**PROBLEM STATEMENT:** Take the data that follows and retype it word for word.

========================

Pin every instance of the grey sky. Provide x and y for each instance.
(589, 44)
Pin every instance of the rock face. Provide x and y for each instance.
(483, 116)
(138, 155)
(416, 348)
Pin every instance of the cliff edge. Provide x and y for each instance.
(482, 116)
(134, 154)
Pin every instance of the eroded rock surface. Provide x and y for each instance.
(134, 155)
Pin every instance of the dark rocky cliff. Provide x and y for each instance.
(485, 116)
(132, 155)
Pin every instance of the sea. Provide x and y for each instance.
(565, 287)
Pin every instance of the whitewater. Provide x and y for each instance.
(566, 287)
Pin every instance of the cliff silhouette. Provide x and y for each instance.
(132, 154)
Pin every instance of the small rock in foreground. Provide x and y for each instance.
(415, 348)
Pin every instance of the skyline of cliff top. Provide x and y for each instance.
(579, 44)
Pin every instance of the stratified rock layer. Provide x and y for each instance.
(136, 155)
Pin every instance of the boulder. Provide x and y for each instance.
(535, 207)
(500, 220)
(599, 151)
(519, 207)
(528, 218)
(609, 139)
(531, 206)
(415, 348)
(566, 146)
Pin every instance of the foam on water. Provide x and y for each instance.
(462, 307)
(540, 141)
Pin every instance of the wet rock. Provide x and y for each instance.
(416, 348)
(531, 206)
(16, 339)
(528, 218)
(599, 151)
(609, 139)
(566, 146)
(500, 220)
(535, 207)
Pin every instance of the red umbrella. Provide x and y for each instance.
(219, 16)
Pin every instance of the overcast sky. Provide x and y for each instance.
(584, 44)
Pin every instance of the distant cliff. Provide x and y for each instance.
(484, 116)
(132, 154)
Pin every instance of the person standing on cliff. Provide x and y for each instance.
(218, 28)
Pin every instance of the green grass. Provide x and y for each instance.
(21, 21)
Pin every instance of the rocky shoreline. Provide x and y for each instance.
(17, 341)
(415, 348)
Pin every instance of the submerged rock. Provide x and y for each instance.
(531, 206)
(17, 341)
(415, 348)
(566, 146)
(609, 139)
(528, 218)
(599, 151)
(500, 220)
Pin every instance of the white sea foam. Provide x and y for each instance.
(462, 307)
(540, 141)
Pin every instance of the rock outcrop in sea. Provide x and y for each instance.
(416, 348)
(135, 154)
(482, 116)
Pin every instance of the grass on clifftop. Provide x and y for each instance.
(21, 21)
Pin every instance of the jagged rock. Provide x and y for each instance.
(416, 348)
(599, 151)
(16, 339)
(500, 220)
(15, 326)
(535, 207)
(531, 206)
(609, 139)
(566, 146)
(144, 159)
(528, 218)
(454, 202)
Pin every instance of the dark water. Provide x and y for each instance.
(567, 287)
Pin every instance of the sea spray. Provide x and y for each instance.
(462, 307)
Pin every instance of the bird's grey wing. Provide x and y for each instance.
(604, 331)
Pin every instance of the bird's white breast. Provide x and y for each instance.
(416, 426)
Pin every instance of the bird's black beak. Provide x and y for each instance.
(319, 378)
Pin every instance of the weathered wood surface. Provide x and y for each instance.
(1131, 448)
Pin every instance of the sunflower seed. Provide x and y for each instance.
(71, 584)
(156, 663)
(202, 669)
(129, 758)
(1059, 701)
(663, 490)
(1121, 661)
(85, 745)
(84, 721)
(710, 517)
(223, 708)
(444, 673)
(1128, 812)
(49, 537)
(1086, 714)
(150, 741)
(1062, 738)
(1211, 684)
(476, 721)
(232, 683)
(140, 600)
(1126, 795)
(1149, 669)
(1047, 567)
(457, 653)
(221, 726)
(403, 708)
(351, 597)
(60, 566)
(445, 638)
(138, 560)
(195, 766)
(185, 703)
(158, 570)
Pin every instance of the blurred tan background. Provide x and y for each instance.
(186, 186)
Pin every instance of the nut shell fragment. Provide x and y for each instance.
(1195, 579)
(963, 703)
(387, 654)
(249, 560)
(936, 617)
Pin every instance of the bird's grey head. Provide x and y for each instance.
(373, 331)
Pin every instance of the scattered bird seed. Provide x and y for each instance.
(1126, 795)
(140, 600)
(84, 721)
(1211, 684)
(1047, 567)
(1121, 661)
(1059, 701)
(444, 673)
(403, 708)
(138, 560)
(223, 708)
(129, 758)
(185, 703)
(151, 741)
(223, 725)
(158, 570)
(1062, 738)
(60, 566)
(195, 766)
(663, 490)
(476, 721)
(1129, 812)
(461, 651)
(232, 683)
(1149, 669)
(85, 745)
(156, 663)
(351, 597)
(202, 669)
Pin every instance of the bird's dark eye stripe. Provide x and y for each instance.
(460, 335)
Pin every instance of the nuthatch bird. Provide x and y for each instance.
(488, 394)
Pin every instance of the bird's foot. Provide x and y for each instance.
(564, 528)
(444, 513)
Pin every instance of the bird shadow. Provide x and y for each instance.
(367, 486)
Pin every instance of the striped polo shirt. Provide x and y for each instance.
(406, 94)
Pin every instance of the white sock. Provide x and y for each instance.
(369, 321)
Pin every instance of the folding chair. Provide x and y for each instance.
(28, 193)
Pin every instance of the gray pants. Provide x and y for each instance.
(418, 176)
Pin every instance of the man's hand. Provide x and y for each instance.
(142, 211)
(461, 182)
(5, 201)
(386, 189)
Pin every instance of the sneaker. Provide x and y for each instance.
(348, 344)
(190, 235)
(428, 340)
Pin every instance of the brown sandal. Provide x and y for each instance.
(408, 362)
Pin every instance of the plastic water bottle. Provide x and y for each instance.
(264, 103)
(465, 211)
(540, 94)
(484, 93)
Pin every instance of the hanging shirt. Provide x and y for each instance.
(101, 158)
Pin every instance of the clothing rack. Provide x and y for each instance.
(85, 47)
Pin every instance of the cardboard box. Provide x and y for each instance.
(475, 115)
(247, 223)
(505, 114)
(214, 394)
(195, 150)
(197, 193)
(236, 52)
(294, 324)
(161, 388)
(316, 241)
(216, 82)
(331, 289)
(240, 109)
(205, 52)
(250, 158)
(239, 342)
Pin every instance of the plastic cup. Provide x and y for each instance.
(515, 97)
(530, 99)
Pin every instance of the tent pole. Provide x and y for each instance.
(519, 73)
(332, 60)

========================

**EXPECTED ANSWER:**
Pin every instance of the grey sky. Provide x and y for each instance.
(589, 44)
Pin every instance of the rock face. Provide x and y for each instance.
(483, 116)
(138, 155)
(416, 348)
Pin every instance of the cliff edge. Provide x and y for each instance.
(482, 116)
(134, 154)
Pin every instance of the eroded rock surface. Provide x and y for each instance.
(134, 155)
Pin every instance of the dark rocky cliff. Provide x and y for each instance.
(485, 116)
(132, 155)
Pin every instance of the sea. Provide x and y for each instance.
(565, 287)
Pin every instance of the whitewater. Provide x and y for each instance.
(566, 287)
Pin every instance of the cliff silhouette. Provide x and y for each instance.
(132, 154)
Pin every instance of the small rock in foreground. Provide x and y for each instance.
(415, 348)
Pin every instance of the skyline of cliff top. Provide x and y for each instance.
(579, 44)
Pin every instance of the stratified rock layer. Provide x and y for each instance.
(136, 155)
Pin every instance of the boulder. Provide x and y for each instance.
(535, 207)
(500, 220)
(599, 151)
(519, 207)
(528, 218)
(609, 139)
(531, 206)
(415, 348)
(566, 146)
Pin every instance of the foam on water. Provide x and y for each instance.
(462, 307)
(540, 141)
Pin every instance of the wet rock. Provide x and y for each instance.
(416, 348)
(531, 206)
(16, 339)
(528, 218)
(599, 151)
(609, 139)
(566, 146)
(500, 220)
(535, 207)
Pin every instance of the red umbrella. Provide x and y for each instance.
(219, 16)
Pin every instance of the overcast sky. Provide x and y for each instance.
(584, 44)
Pin every instance of the distant cliff. Provide x and y for each instance.
(484, 116)
(132, 154)
Pin every instance of the person standing on cliff. Provide x and y for each instance.
(218, 28)
Pin every instance of the green grass. Provide x and y for each instance.
(21, 21)
Pin every instance of the rocky shoreline. Provide x and y for each instance.
(17, 341)
(415, 348)
Pin every instance of the submerged rock. Provide x and y for each instance.
(531, 206)
(17, 341)
(415, 348)
(566, 146)
(609, 139)
(528, 218)
(599, 151)
(500, 220)
Pin every instance of the white sea foam. Provide x and y for each instance.
(462, 307)
(540, 141)
Pin every instance of the rock outcrop in sea. Provide x and y for each instance.
(416, 348)
(135, 154)
(482, 116)
Pin every instance of the grass on clifftop. Provide x and y for each instance.
(21, 21)
Pin every instance of the jagged rock. Provide x and y for each instance.
(416, 348)
(599, 151)
(16, 339)
(500, 220)
(15, 326)
(535, 207)
(531, 206)
(609, 139)
(566, 146)
(144, 159)
(528, 218)
(454, 202)
Pin every instance of the dark water. Provide x and y for each instance.
(567, 287)
Pin every instance of the sea spray. Provide x and y for each instance.
(462, 307)
Pin every instance of the bird's grey wing. Provide x and y for each instance.
(604, 331)
Pin every instance of the bird's white breast. Provide x and y for each instance.
(416, 426)
Pin every instance of the bird's black beak. Provide x and y for each instance.
(319, 378)
Pin every instance of the weathered wood surface. Provide x and y for each instance.
(1131, 448)
Pin every instance of the sunflower seed. Provide x and y for each instance.
(71, 584)
(156, 663)
(202, 669)
(129, 758)
(1059, 701)
(663, 490)
(1121, 661)
(85, 745)
(84, 721)
(710, 517)
(223, 708)
(444, 673)
(1128, 812)
(49, 537)
(1086, 714)
(150, 741)
(1062, 738)
(1211, 684)
(476, 721)
(232, 683)
(140, 600)
(1126, 795)
(1149, 669)
(1047, 567)
(457, 653)
(221, 726)
(403, 708)
(351, 597)
(60, 566)
(445, 638)
(138, 560)
(195, 766)
(185, 703)
(158, 570)
Pin every instance of the blurred tan background. Provide x and y for each instance.
(186, 186)
Pin every instance of the nut shell fragment. Provide x and y for each instance.
(1195, 579)
(963, 703)
(387, 654)
(249, 560)
(936, 617)
Pin every instance of the bird's grey head. Provide x and y for each instance.
(373, 331)
Pin every instance of the scattered bird seed. Provide x and y for each instance.
(1126, 795)
(140, 600)
(84, 721)
(1211, 684)
(1047, 567)
(1121, 661)
(1059, 701)
(444, 673)
(403, 708)
(138, 560)
(223, 708)
(129, 758)
(185, 703)
(151, 741)
(223, 725)
(158, 570)
(1062, 738)
(60, 566)
(195, 766)
(663, 490)
(476, 721)
(1129, 812)
(461, 651)
(232, 683)
(1149, 669)
(85, 745)
(156, 663)
(351, 597)
(202, 669)
Pin every instance of the bird's dark eye stripe. Provide x and y for each instance.
(460, 335)
Pin every instance of the nuthatch bird. Provide x and y for each instance.
(488, 394)
Pin every instance of the bird's foot. Provide x and y for each instance.
(564, 528)
(444, 513)
Pin every instance of the bird shadow. Provide x and y for each instance.
(367, 486)
Pin every instance of the striped polo shirt. Provide x and y for each instance.
(406, 94)
Pin every instance of the white sock. Provide x and y for each instance.
(369, 321)
Pin every instance of the folding chair. Provide x and y for each instance.
(28, 193)
Pin every instance of the gray pants. Provide x and y for each instance.
(418, 176)
Pin every instance of the man's hand. Provide x and y for each instance.
(142, 211)
(461, 182)
(5, 201)
(386, 189)
Pin every instance of the sneaker. Provide x and y for each instance.
(348, 344)
(190, 235)
(428, 340)
Pin every instance of the brown sandal. Provide x and y for each instance.
(408, 362)
Pin every instance of the plastic water bottle. Provide x and y for each instance.
(264, 103)
(465, 211)
(540, 94)
(484, 93)
Pin every instance of the hanging shirt. Provide x and y for each instance.
(101, 158)
Pin every instance of the clothing rack. Provide x and y for each instance.
(85, 47)
Pin every instance of the cardboard box. Provide x and y for each instance.
(475, 115)
(247, 223)
(505, 114)
(214, 394)
(195, 150)
(197, 193)
(236, 52)
(294, 324)
(161, 388)
(316, 241)
(216, 82)
(331, 289)
(240, 109)
(205, 52)
(250, 158)
(239, 342)
Pin every instance of the plastic cup. Provide x and y for each instance.
(515, 97)
(530, 99)
Pin every instance of the tent pole. Provide x and y for each instance.
(519, 73)
(332, 60)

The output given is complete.